_Exercise_
Bring together every line in the data that includes "face".

::::::::::

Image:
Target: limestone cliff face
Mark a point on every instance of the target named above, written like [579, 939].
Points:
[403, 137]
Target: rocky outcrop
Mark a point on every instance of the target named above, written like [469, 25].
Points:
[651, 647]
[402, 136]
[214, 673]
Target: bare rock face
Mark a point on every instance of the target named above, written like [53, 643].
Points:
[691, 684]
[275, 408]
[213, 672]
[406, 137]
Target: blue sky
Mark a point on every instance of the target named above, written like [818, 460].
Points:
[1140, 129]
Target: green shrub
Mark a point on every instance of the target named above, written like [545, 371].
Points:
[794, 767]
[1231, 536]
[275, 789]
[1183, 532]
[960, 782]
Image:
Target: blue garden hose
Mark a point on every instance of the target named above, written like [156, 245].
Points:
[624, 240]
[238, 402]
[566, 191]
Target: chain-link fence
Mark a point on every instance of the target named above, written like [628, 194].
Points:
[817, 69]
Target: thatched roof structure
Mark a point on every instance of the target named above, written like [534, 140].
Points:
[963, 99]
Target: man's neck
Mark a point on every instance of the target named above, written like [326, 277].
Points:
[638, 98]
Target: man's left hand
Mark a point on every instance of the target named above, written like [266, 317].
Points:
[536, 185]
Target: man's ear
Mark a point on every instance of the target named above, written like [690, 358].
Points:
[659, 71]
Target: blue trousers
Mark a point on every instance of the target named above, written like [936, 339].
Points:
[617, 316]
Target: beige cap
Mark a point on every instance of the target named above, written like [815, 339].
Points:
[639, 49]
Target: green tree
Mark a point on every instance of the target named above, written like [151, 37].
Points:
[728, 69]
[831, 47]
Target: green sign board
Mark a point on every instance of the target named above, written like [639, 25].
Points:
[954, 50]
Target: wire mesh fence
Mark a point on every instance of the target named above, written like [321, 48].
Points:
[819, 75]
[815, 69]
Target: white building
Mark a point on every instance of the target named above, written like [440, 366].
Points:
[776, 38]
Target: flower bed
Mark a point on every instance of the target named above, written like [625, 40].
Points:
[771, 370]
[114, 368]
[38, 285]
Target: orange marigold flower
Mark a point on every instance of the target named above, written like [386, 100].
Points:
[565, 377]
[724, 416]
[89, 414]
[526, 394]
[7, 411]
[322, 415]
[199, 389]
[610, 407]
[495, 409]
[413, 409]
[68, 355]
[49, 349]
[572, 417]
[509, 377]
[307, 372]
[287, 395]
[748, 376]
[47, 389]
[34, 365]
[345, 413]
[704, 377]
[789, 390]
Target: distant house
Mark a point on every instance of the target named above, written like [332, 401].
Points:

::::::::::

_Answer area_
Target: limestone cliff face
Target: bare rock face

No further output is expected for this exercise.